**ABOUT THIS EXERCISE**. Reproduce the following text about the final week of a six-week hiatus from work word for word, in full.
___ TEXT SHOWN ___
Today begins the last week of my six-week hiatus from work. I return next Monday.
These last several weeks have been the roughest times I’ve been through in quite some time, and I’m amazed that I’ve been able to persevere. Ever since my day in the looney bin, I’ve been trying to take things one day a a time, one step at a time. Some days are better than others, yet the universe keeps pushing me forward. I feel a sort of disconnect with the world, though. After having not worked in nearly two months, I feel like I’ve been away from my students and co-workers/friends forever, as if I’ve been gone a year instead of just several weeks. In fact, the last couple nights I’ve had some crazy dreams involving going back to work. I assume the interpretation is that I’m somehow uneasy or anxious about going back. And I am, but realistically I know it’s for the best, and that I’ll be back into my old routine within a few days. Going to therapy and leaning on others, I know I have the tools to cope with the inevitable stresses of life without crashing as I did a few weeks ago. I’m still on the road, but recovery seems to get closer and closer every day.
___ DATASET RECORDS ___
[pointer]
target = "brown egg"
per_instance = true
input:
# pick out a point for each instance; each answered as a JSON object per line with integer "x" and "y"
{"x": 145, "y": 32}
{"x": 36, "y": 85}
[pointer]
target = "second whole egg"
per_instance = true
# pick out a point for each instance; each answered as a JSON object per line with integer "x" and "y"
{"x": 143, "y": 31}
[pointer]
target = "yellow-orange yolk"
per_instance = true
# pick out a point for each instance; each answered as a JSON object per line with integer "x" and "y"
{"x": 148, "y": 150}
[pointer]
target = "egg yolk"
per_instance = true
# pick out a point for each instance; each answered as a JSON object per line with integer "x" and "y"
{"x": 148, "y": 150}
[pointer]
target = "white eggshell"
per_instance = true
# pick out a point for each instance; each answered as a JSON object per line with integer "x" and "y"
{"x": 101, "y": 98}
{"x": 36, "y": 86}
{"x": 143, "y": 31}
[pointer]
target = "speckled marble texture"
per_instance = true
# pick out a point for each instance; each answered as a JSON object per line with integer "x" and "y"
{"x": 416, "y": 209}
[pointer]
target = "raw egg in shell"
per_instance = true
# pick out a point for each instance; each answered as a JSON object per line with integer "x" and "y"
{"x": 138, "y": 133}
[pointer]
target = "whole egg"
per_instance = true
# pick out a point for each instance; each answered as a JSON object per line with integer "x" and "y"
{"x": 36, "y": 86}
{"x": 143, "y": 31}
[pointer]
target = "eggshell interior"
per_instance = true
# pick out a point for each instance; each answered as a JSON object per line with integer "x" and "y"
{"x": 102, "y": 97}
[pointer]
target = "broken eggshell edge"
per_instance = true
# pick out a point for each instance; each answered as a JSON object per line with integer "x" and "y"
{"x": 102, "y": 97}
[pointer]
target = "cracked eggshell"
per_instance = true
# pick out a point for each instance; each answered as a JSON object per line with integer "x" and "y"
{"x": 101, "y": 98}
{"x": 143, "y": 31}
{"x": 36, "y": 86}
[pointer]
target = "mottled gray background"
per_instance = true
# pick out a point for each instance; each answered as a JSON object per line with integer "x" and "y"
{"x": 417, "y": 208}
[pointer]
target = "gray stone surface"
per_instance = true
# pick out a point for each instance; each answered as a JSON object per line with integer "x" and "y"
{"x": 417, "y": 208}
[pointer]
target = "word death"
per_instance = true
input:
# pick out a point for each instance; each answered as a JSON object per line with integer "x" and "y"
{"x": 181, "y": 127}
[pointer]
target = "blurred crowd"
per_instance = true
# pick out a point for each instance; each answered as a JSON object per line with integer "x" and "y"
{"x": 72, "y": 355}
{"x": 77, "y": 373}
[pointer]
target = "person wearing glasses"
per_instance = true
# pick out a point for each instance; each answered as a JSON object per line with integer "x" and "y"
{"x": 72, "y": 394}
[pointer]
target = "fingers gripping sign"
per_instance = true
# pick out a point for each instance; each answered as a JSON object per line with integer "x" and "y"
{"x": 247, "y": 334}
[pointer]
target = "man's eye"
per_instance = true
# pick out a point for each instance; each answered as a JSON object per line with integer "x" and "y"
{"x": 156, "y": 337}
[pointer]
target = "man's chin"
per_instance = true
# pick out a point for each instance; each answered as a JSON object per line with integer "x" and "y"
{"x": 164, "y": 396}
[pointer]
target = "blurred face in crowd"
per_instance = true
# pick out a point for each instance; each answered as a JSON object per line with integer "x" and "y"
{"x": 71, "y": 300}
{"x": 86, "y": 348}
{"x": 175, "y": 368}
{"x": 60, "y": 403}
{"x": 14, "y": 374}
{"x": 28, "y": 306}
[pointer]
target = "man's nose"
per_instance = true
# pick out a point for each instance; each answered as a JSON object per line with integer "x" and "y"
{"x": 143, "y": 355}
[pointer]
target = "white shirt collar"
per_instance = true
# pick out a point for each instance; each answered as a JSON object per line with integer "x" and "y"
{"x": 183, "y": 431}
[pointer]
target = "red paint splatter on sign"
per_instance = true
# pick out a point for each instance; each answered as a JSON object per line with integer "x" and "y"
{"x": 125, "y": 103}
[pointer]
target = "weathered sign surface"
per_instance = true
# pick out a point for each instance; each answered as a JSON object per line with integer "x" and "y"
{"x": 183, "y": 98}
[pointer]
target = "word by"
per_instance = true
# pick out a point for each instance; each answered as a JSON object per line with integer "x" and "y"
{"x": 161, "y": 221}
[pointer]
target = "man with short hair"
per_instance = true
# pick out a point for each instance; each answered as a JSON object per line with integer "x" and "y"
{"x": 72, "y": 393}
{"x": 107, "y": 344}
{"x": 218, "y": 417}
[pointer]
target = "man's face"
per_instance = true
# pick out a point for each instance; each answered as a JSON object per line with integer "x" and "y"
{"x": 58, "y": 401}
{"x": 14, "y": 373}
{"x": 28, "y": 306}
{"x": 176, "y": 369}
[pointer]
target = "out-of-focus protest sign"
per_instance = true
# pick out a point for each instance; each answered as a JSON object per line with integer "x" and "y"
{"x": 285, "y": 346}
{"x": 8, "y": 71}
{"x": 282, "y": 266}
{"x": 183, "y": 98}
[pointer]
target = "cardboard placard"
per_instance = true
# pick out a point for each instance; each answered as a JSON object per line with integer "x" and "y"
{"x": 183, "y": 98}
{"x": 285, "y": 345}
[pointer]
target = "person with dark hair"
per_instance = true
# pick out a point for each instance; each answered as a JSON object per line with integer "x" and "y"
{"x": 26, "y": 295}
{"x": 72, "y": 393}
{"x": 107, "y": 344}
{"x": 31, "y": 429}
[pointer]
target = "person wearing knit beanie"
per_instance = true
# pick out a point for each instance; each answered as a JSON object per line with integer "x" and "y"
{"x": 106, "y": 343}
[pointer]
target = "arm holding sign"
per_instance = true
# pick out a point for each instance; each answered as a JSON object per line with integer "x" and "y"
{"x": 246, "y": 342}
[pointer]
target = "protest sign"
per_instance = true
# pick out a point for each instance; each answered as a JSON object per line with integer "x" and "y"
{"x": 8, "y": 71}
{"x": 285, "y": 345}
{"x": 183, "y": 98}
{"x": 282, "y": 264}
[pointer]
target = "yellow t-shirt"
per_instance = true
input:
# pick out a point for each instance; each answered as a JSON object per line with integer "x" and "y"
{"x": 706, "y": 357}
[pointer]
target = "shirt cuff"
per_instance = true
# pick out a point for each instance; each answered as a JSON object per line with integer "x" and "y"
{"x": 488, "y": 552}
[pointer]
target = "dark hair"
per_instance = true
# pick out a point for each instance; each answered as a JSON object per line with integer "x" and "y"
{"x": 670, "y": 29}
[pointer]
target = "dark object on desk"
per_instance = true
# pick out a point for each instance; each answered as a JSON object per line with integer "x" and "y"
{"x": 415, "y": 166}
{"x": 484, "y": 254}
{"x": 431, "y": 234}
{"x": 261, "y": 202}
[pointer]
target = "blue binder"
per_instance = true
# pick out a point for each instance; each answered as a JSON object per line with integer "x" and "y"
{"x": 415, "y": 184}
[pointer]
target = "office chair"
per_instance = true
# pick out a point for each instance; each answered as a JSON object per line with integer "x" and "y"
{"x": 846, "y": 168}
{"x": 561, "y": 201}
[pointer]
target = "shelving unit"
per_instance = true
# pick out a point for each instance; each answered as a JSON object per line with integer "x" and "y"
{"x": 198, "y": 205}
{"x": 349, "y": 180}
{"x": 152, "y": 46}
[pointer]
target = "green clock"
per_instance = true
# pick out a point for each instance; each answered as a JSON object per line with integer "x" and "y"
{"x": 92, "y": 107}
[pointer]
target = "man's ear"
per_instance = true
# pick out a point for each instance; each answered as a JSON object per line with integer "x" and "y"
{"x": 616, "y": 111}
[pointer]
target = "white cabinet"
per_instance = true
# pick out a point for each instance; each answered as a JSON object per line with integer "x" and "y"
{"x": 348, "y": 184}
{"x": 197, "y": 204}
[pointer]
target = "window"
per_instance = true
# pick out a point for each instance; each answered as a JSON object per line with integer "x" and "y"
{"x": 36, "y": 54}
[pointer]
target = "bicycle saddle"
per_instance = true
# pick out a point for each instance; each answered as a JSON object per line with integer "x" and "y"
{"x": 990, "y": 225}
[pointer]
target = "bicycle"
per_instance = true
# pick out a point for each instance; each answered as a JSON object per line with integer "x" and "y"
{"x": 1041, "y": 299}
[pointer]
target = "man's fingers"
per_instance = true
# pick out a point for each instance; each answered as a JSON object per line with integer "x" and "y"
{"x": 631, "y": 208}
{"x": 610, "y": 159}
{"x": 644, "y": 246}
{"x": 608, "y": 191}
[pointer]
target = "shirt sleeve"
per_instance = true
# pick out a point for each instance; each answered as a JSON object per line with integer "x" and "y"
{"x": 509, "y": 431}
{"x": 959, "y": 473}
___
**REPLY TO THE TASK**.
Today begins the last week of my six-week hiatus from work. I return next Monday.
These last several weeks have been the roughest times I’ve been through in quite some time, and I’m amazed that I’ve been able to persevere. Ever since my day in the looney bin, I’ve been trying to take things one day a a time, one step at a time. Some days are better than others, yet the universe keeps pushing me forward. I feel a sort of disconnect with the world, though. After having not worked in nearly two months, I feel like I’ve been away from my students and co-workers/friends forever, as if I’ve been gone a year instead of just several weeks. In fact, the last couple nights I’ve had some crazy dreams involving going back to work. I assume the interpretation is that I’m somehow uneasy or anxious about going back. And I am, but realistically I know it’s for the best, and that I’ll be back into my old routine within a few days. Going to therapy and leaning on others, I know I have the tools to cope with the inevitable stresses of life without crashing as I did a few weeks ago. I’m still on the road, but recovery seems to get closer and closer every day.